[Records for this task — start]

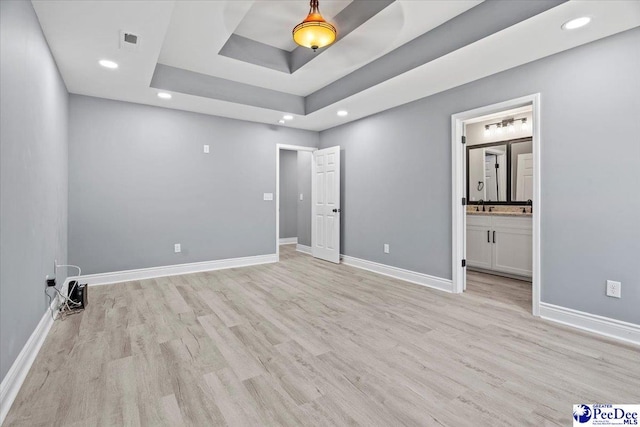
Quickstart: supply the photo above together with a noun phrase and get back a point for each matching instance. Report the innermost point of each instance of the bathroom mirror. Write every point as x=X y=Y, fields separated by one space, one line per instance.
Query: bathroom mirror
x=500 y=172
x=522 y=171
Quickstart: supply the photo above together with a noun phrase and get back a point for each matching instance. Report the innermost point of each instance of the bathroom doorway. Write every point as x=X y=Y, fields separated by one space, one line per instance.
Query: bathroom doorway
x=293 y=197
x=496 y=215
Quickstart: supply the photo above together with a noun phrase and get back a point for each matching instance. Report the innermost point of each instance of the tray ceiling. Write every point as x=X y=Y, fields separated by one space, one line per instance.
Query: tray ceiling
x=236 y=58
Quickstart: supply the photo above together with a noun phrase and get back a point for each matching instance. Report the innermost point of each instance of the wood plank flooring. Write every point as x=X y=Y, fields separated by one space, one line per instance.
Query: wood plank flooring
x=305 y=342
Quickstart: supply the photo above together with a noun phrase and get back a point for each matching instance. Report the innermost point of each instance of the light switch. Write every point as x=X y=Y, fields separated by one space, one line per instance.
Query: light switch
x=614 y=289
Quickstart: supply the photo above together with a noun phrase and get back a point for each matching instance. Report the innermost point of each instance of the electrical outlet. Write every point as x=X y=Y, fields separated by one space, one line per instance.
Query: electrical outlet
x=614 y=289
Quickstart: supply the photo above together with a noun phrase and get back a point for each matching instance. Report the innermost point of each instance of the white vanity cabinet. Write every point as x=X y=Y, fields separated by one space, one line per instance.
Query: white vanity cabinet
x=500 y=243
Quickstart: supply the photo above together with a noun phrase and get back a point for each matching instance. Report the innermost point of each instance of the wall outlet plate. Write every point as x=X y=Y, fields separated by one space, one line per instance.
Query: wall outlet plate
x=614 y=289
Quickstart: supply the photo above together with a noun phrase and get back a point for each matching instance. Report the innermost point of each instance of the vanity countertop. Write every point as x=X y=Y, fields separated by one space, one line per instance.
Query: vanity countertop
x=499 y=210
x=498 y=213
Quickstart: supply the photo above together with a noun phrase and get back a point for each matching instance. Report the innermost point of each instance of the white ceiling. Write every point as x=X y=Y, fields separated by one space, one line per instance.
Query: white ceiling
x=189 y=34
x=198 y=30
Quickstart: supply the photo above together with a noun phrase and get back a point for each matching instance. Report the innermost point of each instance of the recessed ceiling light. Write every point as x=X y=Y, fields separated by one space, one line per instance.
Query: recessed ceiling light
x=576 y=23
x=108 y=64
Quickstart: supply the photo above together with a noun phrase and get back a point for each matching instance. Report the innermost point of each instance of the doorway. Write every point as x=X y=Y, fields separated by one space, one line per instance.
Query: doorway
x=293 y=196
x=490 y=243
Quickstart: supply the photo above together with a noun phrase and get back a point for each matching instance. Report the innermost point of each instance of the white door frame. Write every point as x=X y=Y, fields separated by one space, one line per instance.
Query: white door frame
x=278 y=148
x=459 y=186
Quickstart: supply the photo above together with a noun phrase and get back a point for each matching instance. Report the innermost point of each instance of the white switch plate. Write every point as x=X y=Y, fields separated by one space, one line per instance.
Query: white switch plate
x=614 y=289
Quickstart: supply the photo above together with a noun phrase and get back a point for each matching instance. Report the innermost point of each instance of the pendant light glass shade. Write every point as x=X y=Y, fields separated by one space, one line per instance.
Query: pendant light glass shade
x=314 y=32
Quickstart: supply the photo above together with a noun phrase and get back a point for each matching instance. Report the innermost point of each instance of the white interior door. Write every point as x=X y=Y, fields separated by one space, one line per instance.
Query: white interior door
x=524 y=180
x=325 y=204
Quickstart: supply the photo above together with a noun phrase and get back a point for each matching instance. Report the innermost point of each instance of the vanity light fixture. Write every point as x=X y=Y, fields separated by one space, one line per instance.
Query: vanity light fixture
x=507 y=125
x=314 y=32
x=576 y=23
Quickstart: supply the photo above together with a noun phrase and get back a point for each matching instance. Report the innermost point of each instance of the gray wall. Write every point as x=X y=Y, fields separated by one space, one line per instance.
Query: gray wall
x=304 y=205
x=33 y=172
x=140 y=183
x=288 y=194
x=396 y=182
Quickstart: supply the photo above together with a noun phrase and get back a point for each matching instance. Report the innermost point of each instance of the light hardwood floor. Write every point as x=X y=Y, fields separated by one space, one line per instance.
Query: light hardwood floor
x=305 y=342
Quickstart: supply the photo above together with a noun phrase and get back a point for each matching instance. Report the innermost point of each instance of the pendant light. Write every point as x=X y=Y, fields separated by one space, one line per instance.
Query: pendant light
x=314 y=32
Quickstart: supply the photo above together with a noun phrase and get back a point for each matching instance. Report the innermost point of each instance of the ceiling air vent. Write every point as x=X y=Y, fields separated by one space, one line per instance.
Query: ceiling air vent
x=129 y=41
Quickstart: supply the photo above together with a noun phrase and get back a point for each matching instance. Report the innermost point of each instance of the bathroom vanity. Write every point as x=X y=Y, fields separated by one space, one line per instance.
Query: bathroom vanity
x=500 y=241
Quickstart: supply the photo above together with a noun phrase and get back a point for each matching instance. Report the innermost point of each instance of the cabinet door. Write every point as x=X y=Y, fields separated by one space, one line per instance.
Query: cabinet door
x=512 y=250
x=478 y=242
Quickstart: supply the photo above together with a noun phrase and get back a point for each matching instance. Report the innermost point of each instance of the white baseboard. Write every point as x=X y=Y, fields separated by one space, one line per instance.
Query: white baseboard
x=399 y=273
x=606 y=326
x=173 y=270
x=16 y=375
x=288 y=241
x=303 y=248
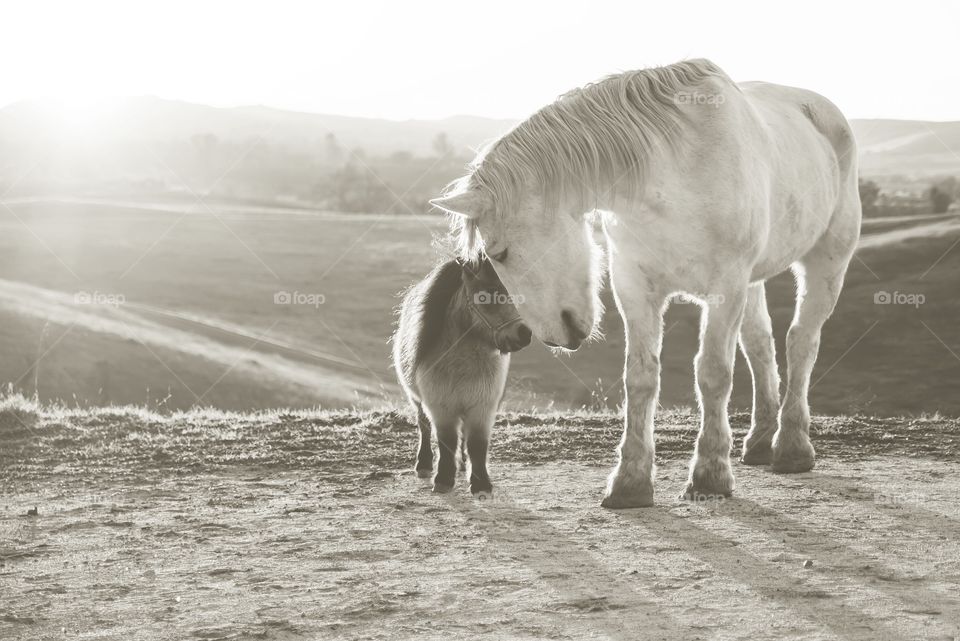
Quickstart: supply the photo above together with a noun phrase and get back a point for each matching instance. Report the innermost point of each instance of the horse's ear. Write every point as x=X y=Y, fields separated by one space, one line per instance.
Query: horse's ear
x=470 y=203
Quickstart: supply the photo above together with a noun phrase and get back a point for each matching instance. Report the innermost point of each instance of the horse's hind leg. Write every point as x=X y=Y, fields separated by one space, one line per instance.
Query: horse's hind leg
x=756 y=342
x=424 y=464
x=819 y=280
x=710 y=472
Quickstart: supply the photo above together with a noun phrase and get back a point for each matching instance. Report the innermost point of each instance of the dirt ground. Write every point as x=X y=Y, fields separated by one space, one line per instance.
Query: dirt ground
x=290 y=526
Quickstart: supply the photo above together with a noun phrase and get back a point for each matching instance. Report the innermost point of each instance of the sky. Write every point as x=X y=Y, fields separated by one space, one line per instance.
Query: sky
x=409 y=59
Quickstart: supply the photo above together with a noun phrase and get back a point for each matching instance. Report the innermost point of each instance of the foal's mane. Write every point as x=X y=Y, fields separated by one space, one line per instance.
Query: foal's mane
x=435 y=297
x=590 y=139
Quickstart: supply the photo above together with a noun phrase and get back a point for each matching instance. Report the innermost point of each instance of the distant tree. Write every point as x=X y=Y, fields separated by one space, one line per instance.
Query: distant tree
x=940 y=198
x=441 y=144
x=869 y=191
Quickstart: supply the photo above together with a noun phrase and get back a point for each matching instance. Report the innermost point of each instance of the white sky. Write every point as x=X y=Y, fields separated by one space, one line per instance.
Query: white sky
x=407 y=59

[Records for this task — finish]
[Records for this task — start]

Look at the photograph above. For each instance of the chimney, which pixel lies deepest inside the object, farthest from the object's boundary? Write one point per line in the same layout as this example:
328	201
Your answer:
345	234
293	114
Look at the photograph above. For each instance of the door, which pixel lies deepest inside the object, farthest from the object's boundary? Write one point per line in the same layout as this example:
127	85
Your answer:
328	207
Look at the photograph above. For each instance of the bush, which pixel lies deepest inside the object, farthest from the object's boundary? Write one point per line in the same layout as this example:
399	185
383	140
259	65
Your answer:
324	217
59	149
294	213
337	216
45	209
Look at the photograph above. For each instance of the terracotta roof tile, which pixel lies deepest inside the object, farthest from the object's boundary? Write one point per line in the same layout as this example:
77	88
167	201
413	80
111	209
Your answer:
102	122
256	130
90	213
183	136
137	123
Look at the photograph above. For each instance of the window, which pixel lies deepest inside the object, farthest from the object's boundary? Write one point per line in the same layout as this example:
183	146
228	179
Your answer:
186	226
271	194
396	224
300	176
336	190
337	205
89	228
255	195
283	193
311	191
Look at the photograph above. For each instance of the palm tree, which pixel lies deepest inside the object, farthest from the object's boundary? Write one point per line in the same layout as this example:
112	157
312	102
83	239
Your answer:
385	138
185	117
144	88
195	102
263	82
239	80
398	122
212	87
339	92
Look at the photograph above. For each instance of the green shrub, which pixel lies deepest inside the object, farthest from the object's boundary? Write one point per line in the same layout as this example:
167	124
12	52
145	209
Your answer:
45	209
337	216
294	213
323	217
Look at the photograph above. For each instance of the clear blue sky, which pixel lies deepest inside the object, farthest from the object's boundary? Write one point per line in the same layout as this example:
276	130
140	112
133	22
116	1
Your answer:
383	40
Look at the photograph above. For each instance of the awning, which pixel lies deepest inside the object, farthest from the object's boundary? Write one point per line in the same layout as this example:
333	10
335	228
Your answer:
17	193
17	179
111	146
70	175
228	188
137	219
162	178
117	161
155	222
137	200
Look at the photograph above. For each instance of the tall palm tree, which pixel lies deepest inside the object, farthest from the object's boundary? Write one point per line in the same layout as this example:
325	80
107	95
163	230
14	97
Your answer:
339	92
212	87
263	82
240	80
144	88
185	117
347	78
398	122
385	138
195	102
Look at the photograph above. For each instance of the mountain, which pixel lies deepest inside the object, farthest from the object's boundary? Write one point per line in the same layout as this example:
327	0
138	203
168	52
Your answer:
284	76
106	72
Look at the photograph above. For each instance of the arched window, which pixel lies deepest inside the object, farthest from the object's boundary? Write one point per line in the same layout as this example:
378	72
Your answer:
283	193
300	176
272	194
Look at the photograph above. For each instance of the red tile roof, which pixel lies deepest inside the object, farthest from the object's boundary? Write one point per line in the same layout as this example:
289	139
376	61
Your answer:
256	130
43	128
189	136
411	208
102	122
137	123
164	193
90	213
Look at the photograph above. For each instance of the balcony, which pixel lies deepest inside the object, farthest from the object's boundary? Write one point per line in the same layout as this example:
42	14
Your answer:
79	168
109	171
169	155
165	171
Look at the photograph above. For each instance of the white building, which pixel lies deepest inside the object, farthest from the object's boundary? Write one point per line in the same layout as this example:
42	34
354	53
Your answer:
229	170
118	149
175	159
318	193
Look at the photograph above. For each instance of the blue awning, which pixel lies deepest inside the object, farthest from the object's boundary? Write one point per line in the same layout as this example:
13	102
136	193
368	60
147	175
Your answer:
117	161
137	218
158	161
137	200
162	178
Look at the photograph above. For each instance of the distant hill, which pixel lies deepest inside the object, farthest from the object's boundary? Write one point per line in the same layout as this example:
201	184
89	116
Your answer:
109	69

[Records for this task — finish]

In the material above, report how many lines hold the word "awning", and add nothing to the figure.

Result of the task: 2